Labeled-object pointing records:
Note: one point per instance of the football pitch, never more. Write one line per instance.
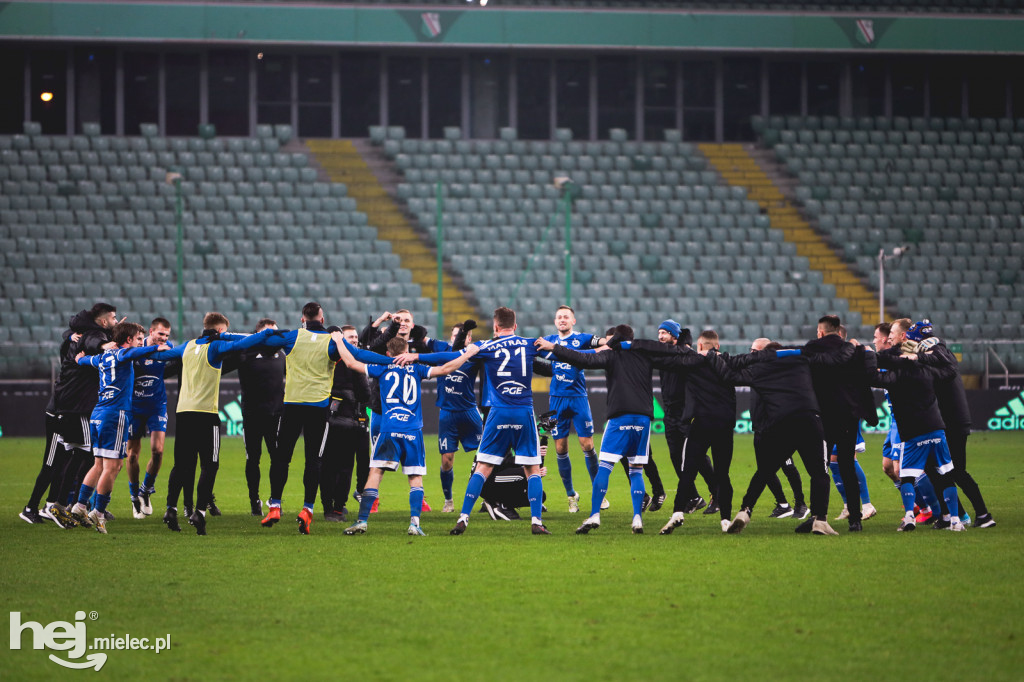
(498, 603)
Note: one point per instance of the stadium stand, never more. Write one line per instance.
(952, 189)
(649, 219)
(915, 6)
(92, 217)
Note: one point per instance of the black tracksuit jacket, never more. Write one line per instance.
(629, 376)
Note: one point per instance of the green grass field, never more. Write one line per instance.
(498, 603)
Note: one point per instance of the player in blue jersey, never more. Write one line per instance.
(508, 366)
(110, 423)
(400, 439)
(310, 357)
(148, 414)
(568, 399)
(459, 420)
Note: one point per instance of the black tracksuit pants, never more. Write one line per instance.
(841, 436)
(54, 461)
(800, 433)
(719, 440)
(956, 439)
(197, 437)
(347, 448)
(793, 474)
(258, 427)
(309, 422)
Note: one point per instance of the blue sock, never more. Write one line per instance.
(924, 485)
(535, 491)
(415, 501)
(565, 471)
(85, 494)
(472, 493)
(834, 468)
(907, 493)
(952, 503)
(600, 486)
(369, 496)
(590, 457)
(865, 497)
(637, 489)
(448, 478)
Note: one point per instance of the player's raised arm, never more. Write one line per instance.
(346, 355)
(454, 365)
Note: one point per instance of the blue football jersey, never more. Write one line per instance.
(150, 389)
(117, 376)
(508, 366)
(455, 391)
(567, 380)
(399, 387)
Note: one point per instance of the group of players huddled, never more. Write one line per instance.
(318, 381)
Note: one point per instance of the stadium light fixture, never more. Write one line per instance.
(885, 255)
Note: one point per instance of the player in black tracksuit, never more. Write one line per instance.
(347, 438)
(710, 415)
(911, 387)
(956, 417)
(677, 425)
(75, 388)
(630, 394)
(790, 416)
(75, 394)
(261, 379)
(845, 398)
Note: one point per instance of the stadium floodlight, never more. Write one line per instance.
(885, 255)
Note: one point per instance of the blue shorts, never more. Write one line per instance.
(148, 420)
(914, 454)
(627, 435)
(889, 450)
(464, 426)
(510, 427)
(394, 448)
(375, 426)
(110, 431)
(572, 410)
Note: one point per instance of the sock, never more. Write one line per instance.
(952, 503)
(590, 458)
(834, 468)
(865, 497)
(906, 491)
(472, 493)
(636, 489)
(448, 478)
(565, 471)
(416, 501)
(369, 495)
(927, 491)
(600, 486)
(85, 494)
(535, 491)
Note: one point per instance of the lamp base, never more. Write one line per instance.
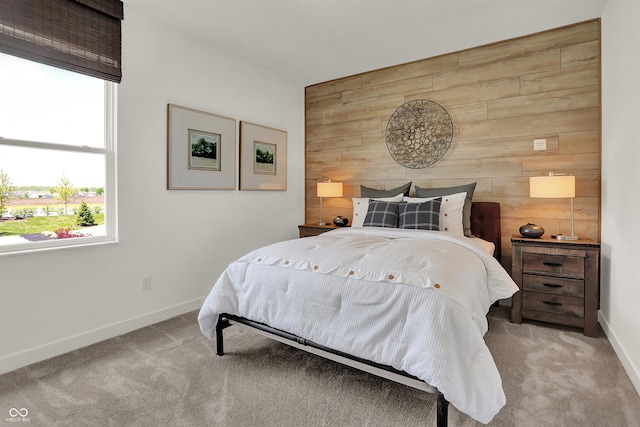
(565, 237)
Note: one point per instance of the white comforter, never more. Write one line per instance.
(413, 300)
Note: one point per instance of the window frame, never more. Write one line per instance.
(110, 190)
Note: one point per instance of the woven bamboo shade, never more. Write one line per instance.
(78, 35)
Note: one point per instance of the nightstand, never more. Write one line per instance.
(308, 230)
(559, 282)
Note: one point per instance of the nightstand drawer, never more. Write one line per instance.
(553, 285)
(553, 304)
(557, 265)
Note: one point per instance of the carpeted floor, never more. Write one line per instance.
(168, 375)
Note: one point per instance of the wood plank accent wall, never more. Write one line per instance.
(500, 97)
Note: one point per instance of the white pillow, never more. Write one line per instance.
(361, 206)
(450, 211)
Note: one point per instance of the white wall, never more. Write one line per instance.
(57, 301)
(620, 288)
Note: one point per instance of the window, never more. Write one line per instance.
(57, 150)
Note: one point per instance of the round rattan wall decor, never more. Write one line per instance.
(419, 133)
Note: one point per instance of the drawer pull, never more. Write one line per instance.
(551, 285)
(553, 264)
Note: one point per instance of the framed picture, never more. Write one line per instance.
(201, 150)
(204, 150)
(263, 157)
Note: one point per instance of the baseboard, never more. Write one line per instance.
(56, 348)
(629, 367)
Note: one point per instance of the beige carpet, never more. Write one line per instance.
(168, 375)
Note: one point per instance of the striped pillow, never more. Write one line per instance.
(420, 216)
(381, 214)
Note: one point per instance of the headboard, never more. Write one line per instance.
(485, 223)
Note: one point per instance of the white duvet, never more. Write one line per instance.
(413, 300)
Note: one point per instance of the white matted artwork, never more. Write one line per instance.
(263, 157)
(201, 150)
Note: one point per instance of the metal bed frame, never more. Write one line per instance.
(485, 223)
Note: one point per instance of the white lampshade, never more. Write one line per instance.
(329, 189)
(552, 186)
(555, 187)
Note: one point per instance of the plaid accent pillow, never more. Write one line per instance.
(420, 216)
(381, 214)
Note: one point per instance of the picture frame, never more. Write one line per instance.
(201, 150)
(263, 158)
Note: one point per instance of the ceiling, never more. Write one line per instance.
(320, 40)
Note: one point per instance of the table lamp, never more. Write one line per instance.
(555, 186)
(328, 189)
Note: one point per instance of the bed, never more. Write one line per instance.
(347, 296)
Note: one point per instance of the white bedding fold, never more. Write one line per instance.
(349, 290)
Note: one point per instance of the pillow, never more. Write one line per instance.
(361, 205)
(381, 214)
(451, 210)
(420, 216)
(466, 213)
(373, 192)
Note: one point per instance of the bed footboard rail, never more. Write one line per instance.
(226, 320)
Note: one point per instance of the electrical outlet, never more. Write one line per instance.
(146, 283)
(539, 144)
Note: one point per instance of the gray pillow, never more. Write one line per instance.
(373, 192)
(420, 216)
(381, 214)
(466, 210)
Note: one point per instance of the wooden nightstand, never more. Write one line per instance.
(308, 230)
(559, 282)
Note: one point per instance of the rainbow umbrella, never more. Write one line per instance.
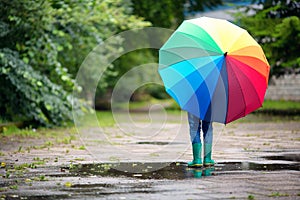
(214, 69)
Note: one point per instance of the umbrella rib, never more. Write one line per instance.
(235, 76)
(217, 50)
(257, 95)
(263, 73)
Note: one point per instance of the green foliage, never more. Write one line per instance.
(42, 44)
(170, 13)
(277, 28)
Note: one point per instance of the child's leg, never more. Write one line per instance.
(207, 129)
(194, 123)
(195, 128)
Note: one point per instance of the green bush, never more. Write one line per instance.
(29, 96)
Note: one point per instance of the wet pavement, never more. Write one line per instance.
(231, 180)
(253, 161)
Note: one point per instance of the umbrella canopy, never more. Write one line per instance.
(214, 69)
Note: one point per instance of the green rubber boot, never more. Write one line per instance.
(207, 155)
(197, 161)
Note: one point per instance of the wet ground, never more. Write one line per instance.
(253, 161)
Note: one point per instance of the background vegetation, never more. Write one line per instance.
(43, 43)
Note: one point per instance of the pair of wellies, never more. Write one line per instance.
(197, 127)
(197, 155)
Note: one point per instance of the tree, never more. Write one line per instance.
(277, 28)
(170, 13)
(42, 44)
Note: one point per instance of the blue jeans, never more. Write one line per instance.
(195, 128)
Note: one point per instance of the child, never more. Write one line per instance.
(195, 128)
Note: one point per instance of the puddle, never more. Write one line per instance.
(284, 157)
(174, 171)
(159, 143)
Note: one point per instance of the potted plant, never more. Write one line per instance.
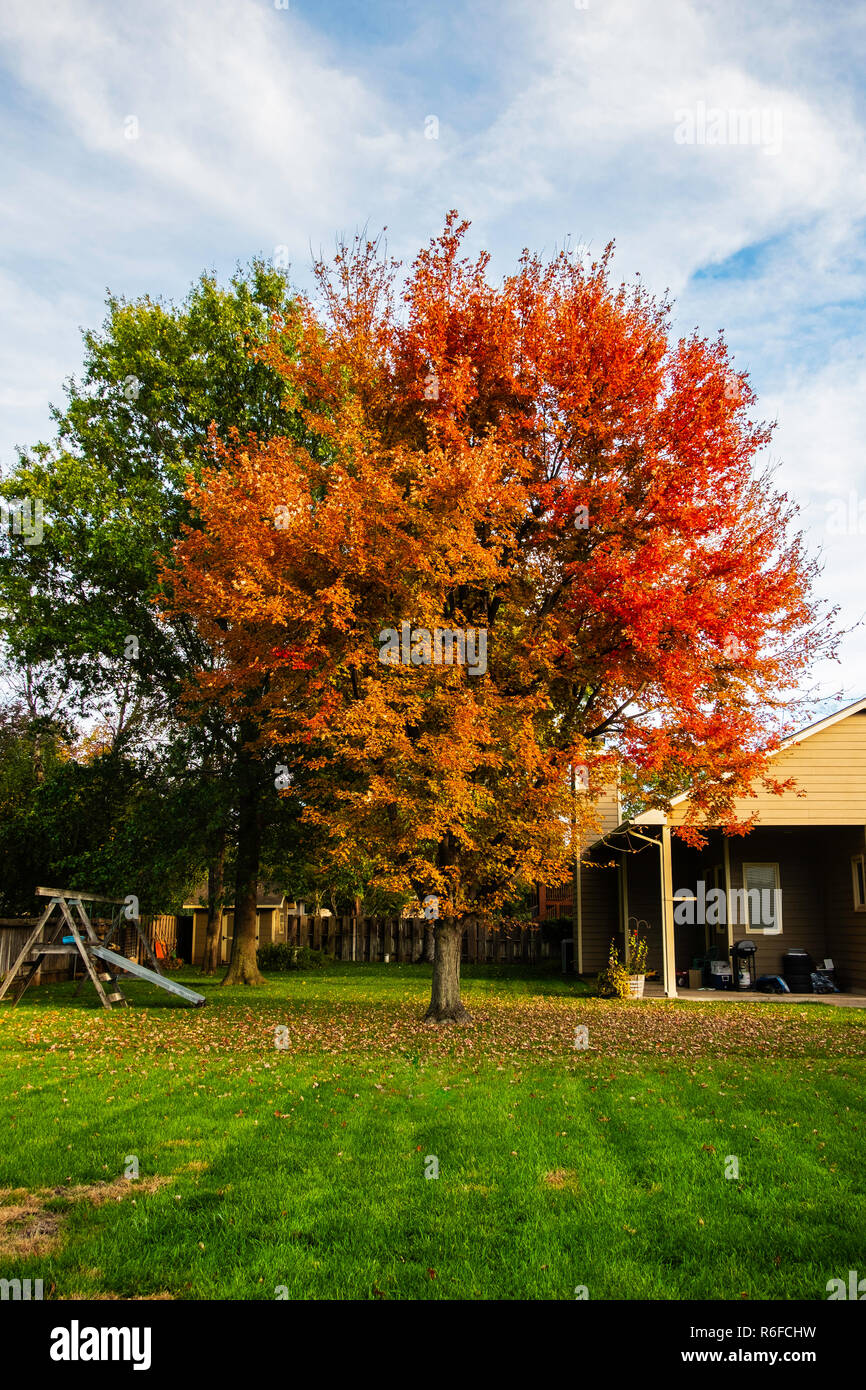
(635, 963)
(613, 979)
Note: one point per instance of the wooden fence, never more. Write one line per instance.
(389, 940)
(395, 940)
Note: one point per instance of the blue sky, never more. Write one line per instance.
(263, 127)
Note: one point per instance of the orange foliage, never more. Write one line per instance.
(534, 459)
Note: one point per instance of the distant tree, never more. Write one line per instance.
(159, 382)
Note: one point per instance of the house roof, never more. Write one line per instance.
(658, 818)
(804, 733)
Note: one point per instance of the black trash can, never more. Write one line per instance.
(797, 966)
(742, 965)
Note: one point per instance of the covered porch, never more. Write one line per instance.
(777, 887)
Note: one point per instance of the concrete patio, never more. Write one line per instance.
(652, 990)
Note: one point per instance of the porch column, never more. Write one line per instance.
(577, 925)
(669, 962)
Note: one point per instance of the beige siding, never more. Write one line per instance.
(830, 770)
(606, 812)
(599, 911)
(801, 856)
(845, 926)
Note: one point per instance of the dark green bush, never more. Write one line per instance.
(280, 955)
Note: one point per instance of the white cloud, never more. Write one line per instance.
(253, 135)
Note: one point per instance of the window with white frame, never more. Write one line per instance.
(758, 904)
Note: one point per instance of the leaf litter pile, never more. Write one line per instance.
(530, 1029)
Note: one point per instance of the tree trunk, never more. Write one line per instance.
(242, 968)
(214, 908)
(445, 1004)
(428, 954)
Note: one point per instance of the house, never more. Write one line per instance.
(271, 911)
(797, 880)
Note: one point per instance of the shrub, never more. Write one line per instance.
(280, 955)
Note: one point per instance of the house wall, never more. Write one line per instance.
(599, 908)
(801, 875)
(830, 770)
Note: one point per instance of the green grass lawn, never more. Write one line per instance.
(263, 1168)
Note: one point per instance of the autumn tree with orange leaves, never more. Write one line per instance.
(537, 462)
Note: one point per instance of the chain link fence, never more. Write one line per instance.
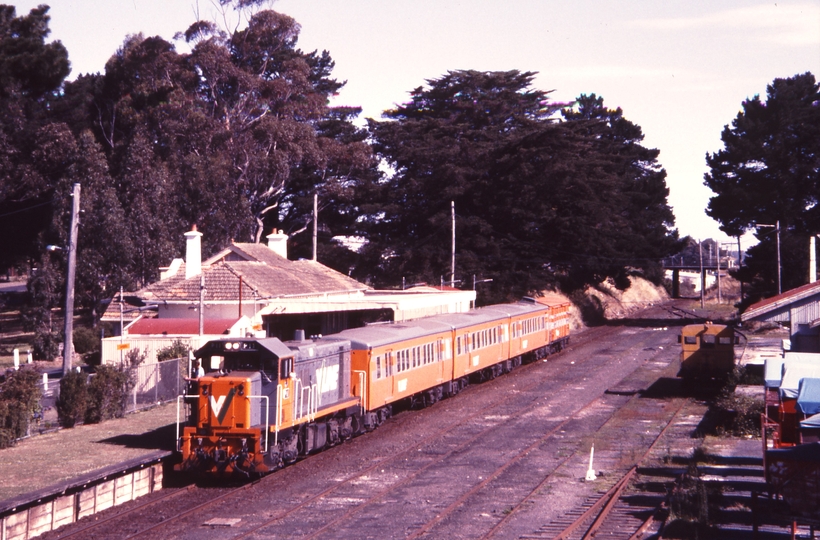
(157, 382)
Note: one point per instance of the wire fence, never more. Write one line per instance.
(154, 383)
(157, 382)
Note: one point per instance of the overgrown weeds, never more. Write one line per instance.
(20, 393)
(693, 503)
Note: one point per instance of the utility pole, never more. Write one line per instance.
(315, 223)
(717, 248)
(777, 230)
(202, 306)
(453, 247)
(702, 277)
(68, 343)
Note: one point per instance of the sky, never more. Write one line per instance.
(680, 69)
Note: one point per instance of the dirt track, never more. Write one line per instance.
(458, 468)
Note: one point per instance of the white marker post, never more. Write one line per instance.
(591, 472)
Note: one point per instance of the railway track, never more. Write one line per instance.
(487, 417)
(610, 515)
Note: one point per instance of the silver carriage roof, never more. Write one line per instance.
(217, 347)
(372, 336)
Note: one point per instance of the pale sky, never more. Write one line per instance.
(679, 69)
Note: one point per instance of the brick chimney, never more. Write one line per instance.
(193, 253)
(278, 243)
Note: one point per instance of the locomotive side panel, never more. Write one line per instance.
(323, 367)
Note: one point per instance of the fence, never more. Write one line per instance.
(157, 382)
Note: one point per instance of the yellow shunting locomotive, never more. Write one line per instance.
(264, 403)
(707, 351)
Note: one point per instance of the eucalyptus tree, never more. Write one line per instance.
(768, 173)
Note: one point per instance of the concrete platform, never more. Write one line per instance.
(54, 461)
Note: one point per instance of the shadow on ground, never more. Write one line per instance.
(159, 439)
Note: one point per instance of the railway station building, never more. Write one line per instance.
(798, 310)
(274, 295)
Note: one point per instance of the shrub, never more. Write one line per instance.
(46, 343)
(135, 357)
(20, 395)
(86, 340)
(693, 505)
(108, 393)
(740, 415)
(176, 350)
(73, 400)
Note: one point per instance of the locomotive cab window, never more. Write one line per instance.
(286, 365)
(216, 363)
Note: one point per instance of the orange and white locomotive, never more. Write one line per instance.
(264, 403)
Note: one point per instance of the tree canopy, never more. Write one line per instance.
(539, 201)
(238, 136)
(769, 172)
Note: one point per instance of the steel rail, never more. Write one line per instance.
(613, 495)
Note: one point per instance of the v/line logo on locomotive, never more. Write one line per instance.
(264, 403)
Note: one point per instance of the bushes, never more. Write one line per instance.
(108, 393)
(20, 394)
(176, 350)
(86, 340)
(73, 400)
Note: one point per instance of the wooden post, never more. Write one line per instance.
(68, 343)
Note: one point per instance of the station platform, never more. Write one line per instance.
(49, 463)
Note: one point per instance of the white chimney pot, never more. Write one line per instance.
(193, 253)
(278, 243)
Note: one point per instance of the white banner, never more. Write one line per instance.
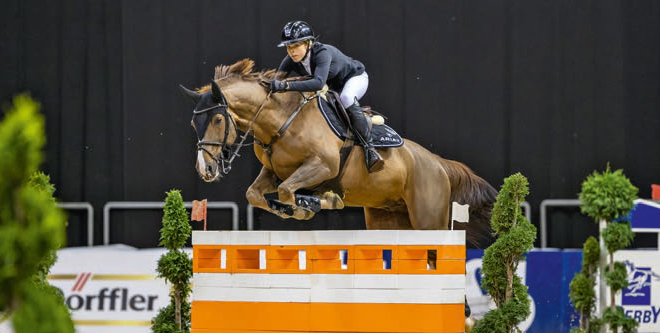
(110, 289)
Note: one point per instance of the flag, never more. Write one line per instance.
(199, 210)
(460, 213)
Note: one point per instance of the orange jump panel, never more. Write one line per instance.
(325, 317)
(360, 317)
(250, 316)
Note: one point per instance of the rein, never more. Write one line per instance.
(226, 162)
(232, 151)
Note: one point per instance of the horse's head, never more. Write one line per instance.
(216, 132)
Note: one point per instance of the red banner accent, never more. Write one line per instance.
(199, 211)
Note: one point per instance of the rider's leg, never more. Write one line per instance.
(353, 90)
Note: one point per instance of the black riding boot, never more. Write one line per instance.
(361, 128)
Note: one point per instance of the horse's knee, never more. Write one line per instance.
(253, 197)
(285, 193)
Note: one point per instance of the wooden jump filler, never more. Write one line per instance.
(328, 281)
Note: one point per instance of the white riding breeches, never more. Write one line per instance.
(354, 88)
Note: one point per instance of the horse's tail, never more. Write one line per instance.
(468, 188)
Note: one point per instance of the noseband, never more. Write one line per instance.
(227, 153)
(225, 150)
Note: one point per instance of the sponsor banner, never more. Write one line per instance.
(111, 288)
(641, 300)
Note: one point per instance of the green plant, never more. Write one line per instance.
(515, 237)
(32, 227)
(605, 197)
(582, 286)
(175, 266)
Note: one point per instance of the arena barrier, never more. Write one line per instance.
(328, 281)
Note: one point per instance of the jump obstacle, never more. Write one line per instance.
(328, 281)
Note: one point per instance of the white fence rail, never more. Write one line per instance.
(159, 205)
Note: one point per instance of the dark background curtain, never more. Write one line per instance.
(552, 89)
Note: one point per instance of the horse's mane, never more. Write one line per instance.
(242, 69)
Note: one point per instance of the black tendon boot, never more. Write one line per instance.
(361, 128)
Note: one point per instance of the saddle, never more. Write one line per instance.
(335, 115)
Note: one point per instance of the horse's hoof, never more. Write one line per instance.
(469, 324)
(300, 213)
(331, 200)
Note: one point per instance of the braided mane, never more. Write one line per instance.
(242, 70)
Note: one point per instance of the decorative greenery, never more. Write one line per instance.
(605, 197)
(608, 195)
(515, 237)
(175, 266)
(582, 286)
(32, 227)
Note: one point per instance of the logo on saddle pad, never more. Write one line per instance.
(382, 136)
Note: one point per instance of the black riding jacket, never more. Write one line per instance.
(328, 65)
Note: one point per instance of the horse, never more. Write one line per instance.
(298, 151)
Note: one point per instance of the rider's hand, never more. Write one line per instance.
(277, 85)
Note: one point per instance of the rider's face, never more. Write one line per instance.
(297, 50)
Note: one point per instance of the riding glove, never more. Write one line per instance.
(277, 85)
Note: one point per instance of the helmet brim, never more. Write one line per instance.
(293, 41)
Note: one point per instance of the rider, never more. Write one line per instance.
(326, 64)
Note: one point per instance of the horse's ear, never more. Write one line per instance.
(215, 89)
(194, 96)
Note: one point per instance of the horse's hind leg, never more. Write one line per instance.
(331, 200)
(427, 199)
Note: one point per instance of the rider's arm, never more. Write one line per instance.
(286, 66)
(322, 60)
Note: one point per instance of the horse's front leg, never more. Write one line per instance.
(266, 182)
(312, 172)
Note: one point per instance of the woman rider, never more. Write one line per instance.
(326, 64)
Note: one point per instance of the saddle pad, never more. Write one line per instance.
(382, 136)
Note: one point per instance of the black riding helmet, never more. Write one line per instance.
(296, 31)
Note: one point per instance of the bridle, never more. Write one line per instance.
(227, 153)
(232, 151)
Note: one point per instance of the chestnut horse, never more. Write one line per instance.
(300, 152)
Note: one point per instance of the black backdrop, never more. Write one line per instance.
(553, 89)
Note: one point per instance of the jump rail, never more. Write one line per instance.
(250, 214)
(159, 205)
(328, 281)
(90, 216)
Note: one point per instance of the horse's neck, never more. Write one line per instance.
(265, 117)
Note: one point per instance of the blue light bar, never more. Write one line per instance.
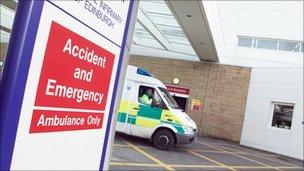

◆ **DIRECTIVE**: Reproduce the part of the records that opens with the line containing "Note: one point per instance of the beige siding, never" and closes with the line containing "(263, 1168)", requests included. Shift every coordinate in the answers by adding 49 to each number.

◆ **EXERCISE RESULT**:
Note: one point per instance of the beige siding, never more. Write one line per instance.
(879, 819)
(655, 861)
(648, 960)
(850, 905)
(894, 975)
Note: one point per instance of the dark green bush, never more. Write one line per instance.
(329, 1004)
Note: one point per instance of the white cloud, never more. Write one line per instance.
(302, 184)
Note: one point per instance of the window with white frame, never more. Write one line per instance.
(807, 953)
Note: one point per instance of the leaf litter pile, never more. Write one line per instance.
(579, 1078)
Note: one point per instance of the tree trunk, never more. Write one line per instance.
(291, 1017)
(263, 957)
(494, 1053)
(477, 1003)
Note: one point per instance of the house, never more. Write one line per instance.
(320, 960)
(846, 929)
Note: one point per instance of the shrub, never more. Write one line per instance.
(329, 1004)
Note: one point per instance of the house wall, never more. Write one line per instance.
(648, 957)
(850, 924)
(879, 819)
Note: one point per instance of the green grass lawn, never more. Write one line per instance.
(312, 1217)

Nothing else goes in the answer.